-- START OF Source document --

We also study the typical depths of DFGs, again using the CHStone benchmark suite. We profile the maximum number of DFG nodes needed to be traversed before reaching a target variable, as well as the maximum number of nodes needed to be traversed from the target variable to reach a leaf node of the DFG. Figs. 4 and 5 show the distribution of these numbers, respectively. These two figures represent the upper bound on the number of DFG levels to examine above and below a target variable in order to capture all changes in the bitwidth for the CHStone benchmarks. In our experimental study, we choose a depth of 5 for both the transitive fanins ( $D_{in} = 5$ ) and transitive fanouts ( $D_{out} = 5$ ), empirically determined to produce reasonable results. Given fixed parameters of fanin connectivity ( $C_{in}$ ), fanin depth ( $D_{in}$ ), fanout connectivity ( $C_{out}$ ), and fanout depth ( $D_{out}$ ), the maximum size of the DFG window is ( $\sum_{i=1}^{D_{in}} C_{in}^{i}$ ) + ( $\sum_{i=1}^{D_{out}} C_{out}^{i}$ ) + 1 nodes,



Fig. 6: An example of mapping a DFG to an image with  $C_{in} = C_{out} = 3$  and  $D_{in} = D_{out} = 2$ .

where the 1 is the target variable itself.

We now introduce our spatial DFG representation that maps a DFG window to an image, which is best explained visually using an example. Fig. 6 shows a DFG and its corresponding spatial representation (image) with  $C_{in} = C_{out} = 3$  and  $D_{in} = D_{out} = 2$ . In this case, node d is the target variable (shown shaded). All pixels in the middle row of the image are assigned to node d. Rows above the target variable correspond to DFG nodes in the transitive fanin of the target variable; rows below the target variable correspond to DFG nodes in the transitive fanout of the target variable. On the fanin side, pixels directly above a node in the row above are partitioned into  $C_{in}$  sections, holding up to  $C_{in}$  operands of the node. d has two operands, c and b, appearing above d in the image, each occupying three pixels. c has two operands, a and b, represented by one pixel each in the top row. The bottom half of the image represents d's transitive fanout in a similar way.

Given the above spatial mapping of the DFG nodes to pixels in the image, we choose three pieces of information about each DFG node to encode into the three channels of the image: 1) the original bitwidth of each variable, 2) the number of bits reduced as a result of reducing the target variable's width, and 3) the type of operation (e.g. add, mul, etc.) represented numerically as an opcode. Regarding channel 3, the numerical opcode we use for each operation type corresponds to the operation's typical area consumption (i.e. we use higher opcodes for large-area operations such as division). As we will show in our experimental study, this spatial representation contains enough information for the CNN to learn/extract features and distinguish between bitwidth reductions that are favourable vs. unfavourable to area.

-- END OF Source document --
-- START OF Data extract --

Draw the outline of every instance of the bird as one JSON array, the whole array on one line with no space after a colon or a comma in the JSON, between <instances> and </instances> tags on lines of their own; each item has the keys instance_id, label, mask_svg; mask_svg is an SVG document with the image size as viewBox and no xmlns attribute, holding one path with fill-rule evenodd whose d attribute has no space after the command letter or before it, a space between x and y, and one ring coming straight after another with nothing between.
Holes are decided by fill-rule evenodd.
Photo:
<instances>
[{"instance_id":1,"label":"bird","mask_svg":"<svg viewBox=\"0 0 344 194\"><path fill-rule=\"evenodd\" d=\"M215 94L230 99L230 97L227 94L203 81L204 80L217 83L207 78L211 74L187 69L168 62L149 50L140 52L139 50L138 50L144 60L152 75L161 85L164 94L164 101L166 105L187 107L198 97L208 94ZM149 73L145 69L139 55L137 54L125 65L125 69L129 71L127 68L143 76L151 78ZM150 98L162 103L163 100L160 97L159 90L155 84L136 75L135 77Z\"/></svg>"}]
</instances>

-- END OF Data extract --

Brief:
Answer these questions using the DFG text:
(a) What depth was chosen for both the transitive fanins and the transitive fanouts in the experimental study?
(b) In the Fig. 6 example, which node is the target variable?
(c) Which three pieces of information about each DFG node are encoded into the image's three channels?

Completed exercise:
(a) A depth of 5 for both (D_in = 5 and D_out = 5).
(b) Node d.
(c) The original bitwidth of each variable, the number of bits reduced as a result of reducing the target variable's width, and the type of operation represented numerically as an opcode.